Тенденция к имущественному уравнению явно обнаруживается в реплике одного из восставших горожан в «Кориолане»: «…Все добро — у патрициев. Нас могло бы спасти одно то, что богачам уже в горло не лезет. Если бы они отдали нам объедки со своего стола… мы сказали бы, что нам помогли по-человечески…» («Кориолан», I, 1).
Однако то, что говорили представители низов, не имело моральной силы в глазах респектабельной публики. Поэтому обратимся к Лиру. Король, пусть безвластный и нищий, но именно потому ставший символом высшей нравственности,— разве он не заявил:
Богач надменный! Стань на место бедных,
Почувствуй то, что чувствуют они,
И дай им часть от своего избытка
В знак высшей справедливости небес.
«Король Лир», III, 4
Наконец, вспомним кредо Тимона Афинского: кто он — олицетворение феодального мотовства или выразитель евангельской притчи «дарение — благо» — в данном случае безразлично, важно лишь, какой смысл «его слова» приобретали в Англии тех дней:
…И что мы можем назвать своей полной собственностью, если не имущество наших друзей? О, какое драгоценное утешение заключается в мысли, что такое множество людей может, подобно братьям, располагать состоянием друг друга!

◆ **Исходные данные**

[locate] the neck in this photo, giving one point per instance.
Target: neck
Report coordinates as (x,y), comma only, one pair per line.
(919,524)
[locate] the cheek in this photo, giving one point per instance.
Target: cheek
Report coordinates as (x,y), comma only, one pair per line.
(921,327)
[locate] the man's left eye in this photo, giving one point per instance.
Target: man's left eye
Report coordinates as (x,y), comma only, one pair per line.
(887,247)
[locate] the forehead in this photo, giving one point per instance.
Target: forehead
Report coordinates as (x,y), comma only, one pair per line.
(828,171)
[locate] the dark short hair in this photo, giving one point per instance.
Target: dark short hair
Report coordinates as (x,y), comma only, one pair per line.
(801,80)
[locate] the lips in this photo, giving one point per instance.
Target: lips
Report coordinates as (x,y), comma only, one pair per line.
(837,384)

---

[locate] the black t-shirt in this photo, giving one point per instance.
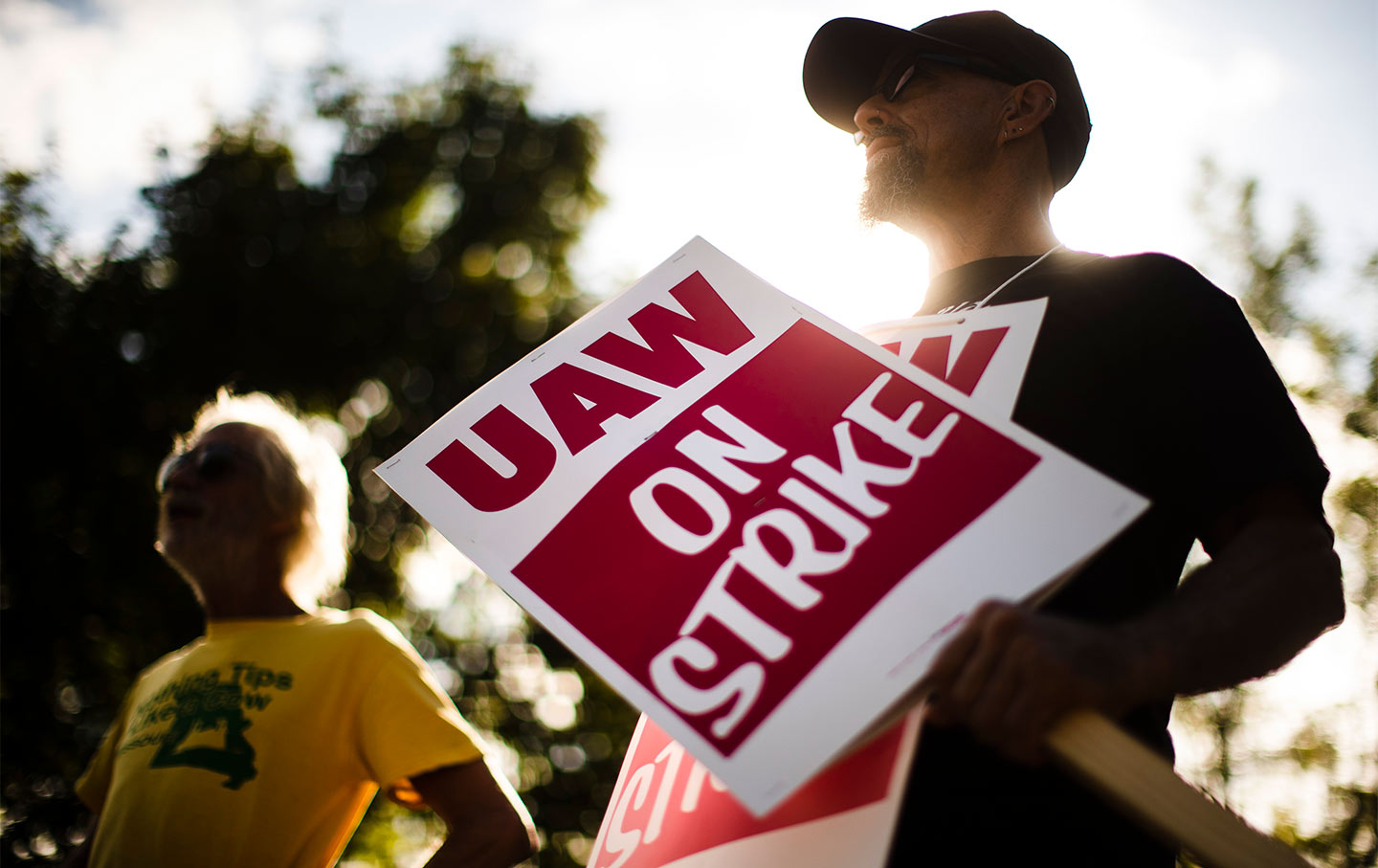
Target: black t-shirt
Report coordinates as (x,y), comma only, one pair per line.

---

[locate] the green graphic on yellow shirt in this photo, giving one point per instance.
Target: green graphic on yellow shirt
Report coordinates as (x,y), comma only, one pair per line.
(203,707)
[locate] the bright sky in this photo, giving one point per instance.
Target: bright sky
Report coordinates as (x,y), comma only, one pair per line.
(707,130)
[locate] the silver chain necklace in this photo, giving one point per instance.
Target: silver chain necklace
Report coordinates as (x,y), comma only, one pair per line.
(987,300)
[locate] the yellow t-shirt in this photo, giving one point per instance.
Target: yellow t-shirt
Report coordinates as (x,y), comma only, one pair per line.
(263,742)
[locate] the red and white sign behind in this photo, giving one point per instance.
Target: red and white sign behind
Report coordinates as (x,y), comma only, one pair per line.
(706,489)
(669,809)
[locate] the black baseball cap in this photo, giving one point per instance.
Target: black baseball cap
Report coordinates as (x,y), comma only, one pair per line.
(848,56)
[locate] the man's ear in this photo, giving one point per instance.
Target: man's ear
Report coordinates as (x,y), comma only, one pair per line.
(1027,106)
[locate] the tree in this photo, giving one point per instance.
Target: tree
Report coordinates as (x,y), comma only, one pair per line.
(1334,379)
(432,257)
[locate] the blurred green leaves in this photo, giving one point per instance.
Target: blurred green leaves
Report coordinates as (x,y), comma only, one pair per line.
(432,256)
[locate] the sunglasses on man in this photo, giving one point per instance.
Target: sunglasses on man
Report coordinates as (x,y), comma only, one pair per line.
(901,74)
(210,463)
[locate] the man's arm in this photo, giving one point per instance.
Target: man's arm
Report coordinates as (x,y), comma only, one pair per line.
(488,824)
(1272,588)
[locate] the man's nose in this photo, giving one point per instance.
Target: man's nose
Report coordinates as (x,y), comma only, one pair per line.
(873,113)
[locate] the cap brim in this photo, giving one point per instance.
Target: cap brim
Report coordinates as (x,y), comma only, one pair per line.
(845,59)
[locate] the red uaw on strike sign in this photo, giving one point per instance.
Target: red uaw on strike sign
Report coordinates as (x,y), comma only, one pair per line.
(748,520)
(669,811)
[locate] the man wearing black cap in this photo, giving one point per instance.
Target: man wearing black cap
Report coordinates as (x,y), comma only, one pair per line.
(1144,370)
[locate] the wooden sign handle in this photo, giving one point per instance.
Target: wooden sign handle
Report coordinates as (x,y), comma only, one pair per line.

◆ **Задания**
1 – Перепишите предложенный текст от «Однако то, что» до «высшей справедливости небес.», подставив «спесивый» вместо «надменный».
2 – Продолжите предложенный текст после его последней фразы.

◆ **Ответы к заданиям**
1 –
Однако то, что говорили представители низов, не имело моральной силы в глазах респектабельной публики. Поэтому обратимся к Лиру. Король, пусть безвластный и нищий, но именно потому ставший символом высшей нравственности,— разве он не заявил:
Богач спесивый! Стань на место бедных,
Почувствуй то, что чувствуют они,
И дай им часть от своего избытка
В знак высшей справедливости небес.

2 –
«Тимон Афинский», I, 2
Итак, уравнительные идеи, которые в первых произведениях Шекспира проповедовали представители низов, в период зрелости драматурга исходят из уст «прозревших» представителей верхов. Правда, в последнем случае перед нами скорее мотивы евангельской благотворительности, нежели свидетельство осознания несправедливости существующего строя. Но вот другой пример: мысль об идеальном устройстве общества, высказанная представителем «правителей», оказавшимся (в результате бури) на пустынном острове. Гонзало («старый честный советник короля неаполитанского») говорит:
И королем бы здесь я стал, то, что бы
Устроил я?… Устроил бы я в этом государстве
Иначе все, чем принято у нас.
Я отменил бы всякую торговлю,
Чиновников, судей я упразднил бы…
Я б уничтожил бедность и богатство,
.Здесь не было бы ни рабов, ни слуг…
Ни прав наследственных, ни договоров,
Ни огораживания земель.
«Буря», II, 1
Перед нами противопоставление справедливого строя («возможного» на «неведомом острове») подразумеваемому несправедливому строю (на родине). Упоминание об огораживаниях как об одном из наиболее вопиющих воплощений этой несправедливости весьма характерно. И хотя в мечтаниях Гонзало нетрудно разглядеть мотивы, почерпнутые из описаний быта «дикарей» в новооткрытых землях, тем не менее как они созвучны «Утопии» Мора!
Наконец, вспомним восклицание Имогены в пьесе «Цимбелин» (III, 6):
О, если бы на земле существовали
Такие короли, под чьим господством
Исчезли б рабство, голод и нужда,
Дворцы такие, где одна лишь совесть
Мерилом бы величия служила.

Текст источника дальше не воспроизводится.